## BEREITGESTELLTER TEXT:
EuRIC legt Strategiepapier vor: Recycling stärker in Politik integrieren

Um europaweit Recycling voranzubringen, ist ein Paradigmen-Wechsel in der europäischen Recyclingpolitik notwendig. Das fordert EuRIC, der Verband der europäischen Recyclingindustrie, in seinem jetzt vorgelegten Strategiepapier für die Jahre 2023-2029.

Um Recycling in die europäische Industrie- und Umwelt-Agenda zu integrieren, ist ein Brückenschlag zwischen politischen Ambitionen und industrieller Realität vonnöten. Doch die gegenwärtigen Initiativen der EU-Politik verknüpfen nach Ansicht von EuRIC Klimaneutralität und Zirkularität nicht ausreichend. Spielraum und Umfang bisheriger Instrumente seien zu begrenzt, um die Verwendungsquote von zirkulärem Material zu steigern: Wie Eurostat-Zahlen ausweisen, stammen nur 11,5 Prozent des von der europäischen Industrie genutzten Materials aus dem Recycling. Andererseits unterstützt EuRIC den Grünen Industrie-Plan 2.0, der auf ökonomische Anreize – Marktbasiert, Gebühren-basiert und Politik-basiert – vertraut, um die dringend benötigten Investitionen zu befördern und die Übereinstimmung zwischen verschiedenen EU-Rechtsprechungen zu Ressourceneffizienz, Klima und Chemikalien zu verbessern.

Der Schlüssel zur Dekarbonisierung
Die oberste Priorität sollte nach Ansicht der EuRIC darin bestehen, Recycling im Zentrum der europäischen, grünen Industrie-Agenda zu platzieren. Die CO2-Einsparungen durch Recycling seien der Schlüssel zur Dekarbonisierung der energieintensiven Industrien und somit für das Erreichen der EU-Roadmap für Klimaneutralität. Eine klimaneutrale Lösung braucht freilich weder zirkulär noch technologisch ausgereift zu sein, um so lineare Wertketten und riskanter werdende Versorgungsketten weiterzuführen. Die europäische Stahlindustrie beispielsweise bevorzugt weiterhin den Ersatz von Energiequellen, um ihren ökologischen Fußabdruck bei den Ausgaben für zirkuläre und klimafreundliche Lösungen zu reduzieren: durch steigenden Gebrauch von Recyclingmaterial bei der Stahlherstellung mittels Kapazitätserweiterung von Elektrolichtbogenöfen in Europa und steigendem Zulauf von recyceltem Stahlschrott in Sauerstoff-Hochöfen.

## GEZEIGTES MATERIAL:
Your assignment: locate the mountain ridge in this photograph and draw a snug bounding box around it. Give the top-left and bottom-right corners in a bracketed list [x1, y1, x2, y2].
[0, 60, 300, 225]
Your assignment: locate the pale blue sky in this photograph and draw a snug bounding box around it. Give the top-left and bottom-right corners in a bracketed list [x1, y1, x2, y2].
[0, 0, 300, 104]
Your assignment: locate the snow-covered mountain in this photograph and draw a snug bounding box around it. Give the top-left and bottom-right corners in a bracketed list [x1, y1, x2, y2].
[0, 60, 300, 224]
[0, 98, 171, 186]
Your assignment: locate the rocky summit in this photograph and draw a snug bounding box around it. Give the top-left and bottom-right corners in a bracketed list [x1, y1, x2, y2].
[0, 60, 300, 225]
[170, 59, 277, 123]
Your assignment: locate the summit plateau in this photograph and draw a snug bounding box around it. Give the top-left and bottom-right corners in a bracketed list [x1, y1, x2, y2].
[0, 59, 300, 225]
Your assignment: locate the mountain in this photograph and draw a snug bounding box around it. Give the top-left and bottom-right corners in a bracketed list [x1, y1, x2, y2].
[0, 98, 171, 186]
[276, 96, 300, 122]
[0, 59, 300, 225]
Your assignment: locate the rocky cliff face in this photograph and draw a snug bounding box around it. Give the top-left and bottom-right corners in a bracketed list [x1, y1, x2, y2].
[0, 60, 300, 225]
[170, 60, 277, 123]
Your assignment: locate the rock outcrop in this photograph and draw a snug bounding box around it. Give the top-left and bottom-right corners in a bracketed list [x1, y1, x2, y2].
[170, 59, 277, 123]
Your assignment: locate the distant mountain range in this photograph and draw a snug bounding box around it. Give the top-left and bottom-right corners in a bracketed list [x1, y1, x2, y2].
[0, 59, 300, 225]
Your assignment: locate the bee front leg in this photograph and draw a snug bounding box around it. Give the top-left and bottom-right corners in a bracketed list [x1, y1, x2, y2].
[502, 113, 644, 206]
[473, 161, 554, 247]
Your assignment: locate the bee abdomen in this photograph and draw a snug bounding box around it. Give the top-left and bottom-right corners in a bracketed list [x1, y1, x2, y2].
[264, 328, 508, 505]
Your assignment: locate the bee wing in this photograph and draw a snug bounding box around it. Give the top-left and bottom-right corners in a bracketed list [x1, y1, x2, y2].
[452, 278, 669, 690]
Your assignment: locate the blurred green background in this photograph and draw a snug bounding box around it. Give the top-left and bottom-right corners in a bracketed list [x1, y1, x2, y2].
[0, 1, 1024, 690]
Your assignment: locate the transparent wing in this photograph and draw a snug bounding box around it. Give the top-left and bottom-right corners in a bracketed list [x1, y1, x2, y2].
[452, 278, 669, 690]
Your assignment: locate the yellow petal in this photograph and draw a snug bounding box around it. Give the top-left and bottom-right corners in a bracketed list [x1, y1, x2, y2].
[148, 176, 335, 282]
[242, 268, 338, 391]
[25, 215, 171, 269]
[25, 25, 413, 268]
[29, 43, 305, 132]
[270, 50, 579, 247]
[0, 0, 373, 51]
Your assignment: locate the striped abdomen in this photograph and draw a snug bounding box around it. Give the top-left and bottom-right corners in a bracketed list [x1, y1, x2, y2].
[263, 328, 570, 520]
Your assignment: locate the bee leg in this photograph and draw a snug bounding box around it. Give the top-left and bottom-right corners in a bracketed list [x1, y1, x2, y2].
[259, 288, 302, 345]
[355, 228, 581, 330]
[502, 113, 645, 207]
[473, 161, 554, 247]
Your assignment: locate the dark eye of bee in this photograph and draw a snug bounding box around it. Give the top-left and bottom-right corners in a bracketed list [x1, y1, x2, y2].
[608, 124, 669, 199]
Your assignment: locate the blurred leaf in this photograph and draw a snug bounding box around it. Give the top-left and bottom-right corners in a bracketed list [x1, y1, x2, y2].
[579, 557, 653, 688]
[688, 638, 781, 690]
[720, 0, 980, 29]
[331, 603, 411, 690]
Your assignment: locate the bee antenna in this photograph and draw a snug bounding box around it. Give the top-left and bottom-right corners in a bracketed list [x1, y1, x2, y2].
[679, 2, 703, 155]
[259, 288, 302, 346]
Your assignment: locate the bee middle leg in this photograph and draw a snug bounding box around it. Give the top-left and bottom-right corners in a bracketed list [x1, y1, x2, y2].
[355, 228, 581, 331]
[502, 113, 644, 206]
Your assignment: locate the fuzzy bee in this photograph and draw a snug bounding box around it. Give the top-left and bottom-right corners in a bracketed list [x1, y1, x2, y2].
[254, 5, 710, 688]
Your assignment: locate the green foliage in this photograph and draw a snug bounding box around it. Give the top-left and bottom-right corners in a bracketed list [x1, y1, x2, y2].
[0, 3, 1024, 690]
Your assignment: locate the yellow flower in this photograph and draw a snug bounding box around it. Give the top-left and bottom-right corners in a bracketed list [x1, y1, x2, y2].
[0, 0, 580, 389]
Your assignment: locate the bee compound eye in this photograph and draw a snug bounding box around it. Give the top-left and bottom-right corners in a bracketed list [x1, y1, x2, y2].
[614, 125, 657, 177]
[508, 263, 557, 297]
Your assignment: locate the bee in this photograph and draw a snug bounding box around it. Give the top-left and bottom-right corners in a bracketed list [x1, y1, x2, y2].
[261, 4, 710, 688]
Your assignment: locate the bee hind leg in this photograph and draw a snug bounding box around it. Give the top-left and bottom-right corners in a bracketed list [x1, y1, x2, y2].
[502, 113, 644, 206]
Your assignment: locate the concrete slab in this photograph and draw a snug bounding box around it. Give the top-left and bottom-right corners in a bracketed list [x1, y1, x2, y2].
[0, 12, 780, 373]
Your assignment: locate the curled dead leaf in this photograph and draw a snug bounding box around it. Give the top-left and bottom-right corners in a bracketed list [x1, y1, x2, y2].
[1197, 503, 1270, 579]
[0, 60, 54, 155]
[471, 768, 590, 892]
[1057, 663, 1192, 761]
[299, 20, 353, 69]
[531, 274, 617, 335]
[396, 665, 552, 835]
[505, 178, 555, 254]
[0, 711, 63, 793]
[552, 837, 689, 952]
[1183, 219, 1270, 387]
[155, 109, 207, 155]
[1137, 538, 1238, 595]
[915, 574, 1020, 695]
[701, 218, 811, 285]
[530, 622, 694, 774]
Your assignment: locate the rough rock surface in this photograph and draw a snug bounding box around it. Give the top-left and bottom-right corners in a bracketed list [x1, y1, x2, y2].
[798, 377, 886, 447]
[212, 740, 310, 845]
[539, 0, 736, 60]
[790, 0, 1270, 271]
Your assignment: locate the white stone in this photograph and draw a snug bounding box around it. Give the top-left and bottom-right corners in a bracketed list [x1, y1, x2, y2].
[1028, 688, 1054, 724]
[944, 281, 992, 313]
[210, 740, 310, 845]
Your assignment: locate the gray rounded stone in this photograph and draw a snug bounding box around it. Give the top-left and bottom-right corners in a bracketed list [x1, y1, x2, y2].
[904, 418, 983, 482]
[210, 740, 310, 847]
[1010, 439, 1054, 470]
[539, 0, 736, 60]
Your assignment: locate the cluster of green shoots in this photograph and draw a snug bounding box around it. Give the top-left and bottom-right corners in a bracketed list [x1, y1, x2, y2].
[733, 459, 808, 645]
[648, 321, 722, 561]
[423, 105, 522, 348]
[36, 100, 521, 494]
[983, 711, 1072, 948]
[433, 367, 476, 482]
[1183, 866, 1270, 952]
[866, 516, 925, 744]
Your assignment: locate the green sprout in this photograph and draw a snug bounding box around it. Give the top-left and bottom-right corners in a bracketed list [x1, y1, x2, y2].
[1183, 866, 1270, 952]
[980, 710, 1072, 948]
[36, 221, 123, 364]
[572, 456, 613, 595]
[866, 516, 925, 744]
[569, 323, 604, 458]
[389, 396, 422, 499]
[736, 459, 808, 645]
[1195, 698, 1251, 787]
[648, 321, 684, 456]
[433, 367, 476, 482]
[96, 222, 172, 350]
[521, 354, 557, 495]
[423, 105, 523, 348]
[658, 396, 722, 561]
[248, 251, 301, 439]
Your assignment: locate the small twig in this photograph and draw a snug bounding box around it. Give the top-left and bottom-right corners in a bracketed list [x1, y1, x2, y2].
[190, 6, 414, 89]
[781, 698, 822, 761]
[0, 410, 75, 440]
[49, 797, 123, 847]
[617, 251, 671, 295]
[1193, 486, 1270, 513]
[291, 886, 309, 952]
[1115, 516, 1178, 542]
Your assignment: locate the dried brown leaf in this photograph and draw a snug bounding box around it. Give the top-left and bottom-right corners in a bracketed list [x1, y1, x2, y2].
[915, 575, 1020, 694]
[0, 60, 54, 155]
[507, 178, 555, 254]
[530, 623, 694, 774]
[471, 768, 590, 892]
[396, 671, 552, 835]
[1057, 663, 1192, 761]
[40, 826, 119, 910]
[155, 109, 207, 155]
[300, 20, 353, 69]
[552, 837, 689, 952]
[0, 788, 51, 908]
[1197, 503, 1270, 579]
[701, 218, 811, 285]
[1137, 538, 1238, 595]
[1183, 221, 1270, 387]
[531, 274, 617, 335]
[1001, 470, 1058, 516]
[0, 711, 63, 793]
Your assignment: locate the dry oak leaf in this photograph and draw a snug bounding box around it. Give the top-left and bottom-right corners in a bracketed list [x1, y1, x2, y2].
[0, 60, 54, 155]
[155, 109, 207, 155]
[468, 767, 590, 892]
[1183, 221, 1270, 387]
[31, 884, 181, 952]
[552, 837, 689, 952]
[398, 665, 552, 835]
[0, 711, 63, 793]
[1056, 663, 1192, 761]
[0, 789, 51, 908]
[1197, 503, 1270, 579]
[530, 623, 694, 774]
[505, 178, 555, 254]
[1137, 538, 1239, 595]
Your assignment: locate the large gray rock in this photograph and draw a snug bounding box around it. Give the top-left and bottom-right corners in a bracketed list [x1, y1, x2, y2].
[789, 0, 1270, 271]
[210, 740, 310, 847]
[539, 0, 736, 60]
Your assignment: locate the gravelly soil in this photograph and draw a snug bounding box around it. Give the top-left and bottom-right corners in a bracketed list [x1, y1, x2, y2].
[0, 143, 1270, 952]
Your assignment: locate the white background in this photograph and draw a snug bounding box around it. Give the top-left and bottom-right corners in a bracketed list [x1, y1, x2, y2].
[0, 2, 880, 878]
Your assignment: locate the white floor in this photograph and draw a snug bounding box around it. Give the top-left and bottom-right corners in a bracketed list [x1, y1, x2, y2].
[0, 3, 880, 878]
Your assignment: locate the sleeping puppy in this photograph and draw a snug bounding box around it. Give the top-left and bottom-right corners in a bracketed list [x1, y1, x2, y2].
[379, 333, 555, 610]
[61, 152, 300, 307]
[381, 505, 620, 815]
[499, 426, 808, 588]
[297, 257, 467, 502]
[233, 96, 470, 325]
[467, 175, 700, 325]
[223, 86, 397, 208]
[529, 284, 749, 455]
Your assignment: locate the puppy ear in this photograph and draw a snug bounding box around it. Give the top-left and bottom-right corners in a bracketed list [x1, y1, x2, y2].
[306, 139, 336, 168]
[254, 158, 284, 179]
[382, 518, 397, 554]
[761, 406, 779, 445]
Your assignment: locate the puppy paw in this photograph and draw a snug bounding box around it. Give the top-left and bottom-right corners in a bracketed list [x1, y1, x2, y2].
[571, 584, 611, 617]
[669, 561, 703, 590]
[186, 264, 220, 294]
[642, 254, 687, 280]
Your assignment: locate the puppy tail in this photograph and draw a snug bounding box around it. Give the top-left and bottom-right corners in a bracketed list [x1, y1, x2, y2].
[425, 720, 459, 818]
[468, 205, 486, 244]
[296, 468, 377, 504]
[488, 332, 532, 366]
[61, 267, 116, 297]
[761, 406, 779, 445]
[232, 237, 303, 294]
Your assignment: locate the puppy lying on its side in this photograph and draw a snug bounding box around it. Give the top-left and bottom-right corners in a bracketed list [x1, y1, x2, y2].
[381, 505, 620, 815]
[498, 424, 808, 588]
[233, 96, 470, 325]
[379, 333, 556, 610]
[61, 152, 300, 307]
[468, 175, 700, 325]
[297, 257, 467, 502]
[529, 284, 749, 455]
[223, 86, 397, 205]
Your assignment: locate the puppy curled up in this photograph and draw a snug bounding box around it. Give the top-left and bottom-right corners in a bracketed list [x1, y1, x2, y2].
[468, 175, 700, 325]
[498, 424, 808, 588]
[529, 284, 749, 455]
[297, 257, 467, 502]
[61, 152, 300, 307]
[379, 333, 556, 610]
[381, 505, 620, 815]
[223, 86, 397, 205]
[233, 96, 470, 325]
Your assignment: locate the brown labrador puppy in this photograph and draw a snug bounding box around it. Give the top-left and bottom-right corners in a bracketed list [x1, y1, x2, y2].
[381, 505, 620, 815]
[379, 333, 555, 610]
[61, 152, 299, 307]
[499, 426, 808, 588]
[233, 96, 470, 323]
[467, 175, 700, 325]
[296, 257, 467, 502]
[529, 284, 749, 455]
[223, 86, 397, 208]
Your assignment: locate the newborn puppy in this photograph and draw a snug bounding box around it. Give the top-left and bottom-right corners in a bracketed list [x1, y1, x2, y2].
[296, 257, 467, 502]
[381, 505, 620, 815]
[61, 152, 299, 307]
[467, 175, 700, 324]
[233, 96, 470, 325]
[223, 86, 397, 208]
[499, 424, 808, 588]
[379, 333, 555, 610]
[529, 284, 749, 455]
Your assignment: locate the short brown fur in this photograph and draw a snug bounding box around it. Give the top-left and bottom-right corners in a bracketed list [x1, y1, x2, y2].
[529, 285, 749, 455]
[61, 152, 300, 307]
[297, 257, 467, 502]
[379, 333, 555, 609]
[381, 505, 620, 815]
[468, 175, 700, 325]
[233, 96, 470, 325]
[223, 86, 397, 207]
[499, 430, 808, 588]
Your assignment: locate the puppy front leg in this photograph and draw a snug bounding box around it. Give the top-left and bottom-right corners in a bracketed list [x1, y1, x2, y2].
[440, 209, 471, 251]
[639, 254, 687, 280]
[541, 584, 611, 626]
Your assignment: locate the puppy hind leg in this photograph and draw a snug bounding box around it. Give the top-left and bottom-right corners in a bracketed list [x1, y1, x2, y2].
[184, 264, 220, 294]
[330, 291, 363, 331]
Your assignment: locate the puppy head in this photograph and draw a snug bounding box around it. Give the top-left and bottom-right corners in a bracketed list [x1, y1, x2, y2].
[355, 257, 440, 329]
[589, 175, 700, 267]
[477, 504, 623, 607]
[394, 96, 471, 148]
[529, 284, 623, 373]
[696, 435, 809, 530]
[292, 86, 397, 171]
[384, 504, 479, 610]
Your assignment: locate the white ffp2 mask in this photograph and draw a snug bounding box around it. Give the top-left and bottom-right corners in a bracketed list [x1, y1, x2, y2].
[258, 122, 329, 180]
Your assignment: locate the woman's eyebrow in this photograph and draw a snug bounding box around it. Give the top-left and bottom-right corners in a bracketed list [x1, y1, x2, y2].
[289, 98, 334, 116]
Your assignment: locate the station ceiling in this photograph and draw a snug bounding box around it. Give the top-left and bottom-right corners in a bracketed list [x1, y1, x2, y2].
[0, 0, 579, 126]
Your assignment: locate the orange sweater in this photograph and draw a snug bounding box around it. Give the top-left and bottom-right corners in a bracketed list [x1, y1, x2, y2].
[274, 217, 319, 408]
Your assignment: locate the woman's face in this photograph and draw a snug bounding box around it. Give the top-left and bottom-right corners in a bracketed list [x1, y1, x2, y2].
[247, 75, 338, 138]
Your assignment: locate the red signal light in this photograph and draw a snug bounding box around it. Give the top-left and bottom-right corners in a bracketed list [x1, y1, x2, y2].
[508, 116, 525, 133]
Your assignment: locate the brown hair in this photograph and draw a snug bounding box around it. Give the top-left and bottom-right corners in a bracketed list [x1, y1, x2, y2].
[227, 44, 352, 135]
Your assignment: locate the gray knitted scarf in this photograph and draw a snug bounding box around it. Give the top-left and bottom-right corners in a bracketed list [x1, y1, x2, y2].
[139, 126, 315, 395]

## AUFGABENSTELLUNG:
Warum sollte Recycling laut dem Text über das EuRIC-Strategiepapier im Zentrum der europäischen, grünen Industrie-Agenda stehen? Antworte in ein bis drei Sätzen.

## VOLLSTÄNDIGE ANTWORT:
Nach Ansicht von EuRIC sind die CO2-Einsparungen durch Recycling der Schlüssel zur Dekarbonisierung der energieintensiven Industrien. Damit sind sie auch entscheidend für das Erreichen der EU-Roadmap für Klimaneutralität.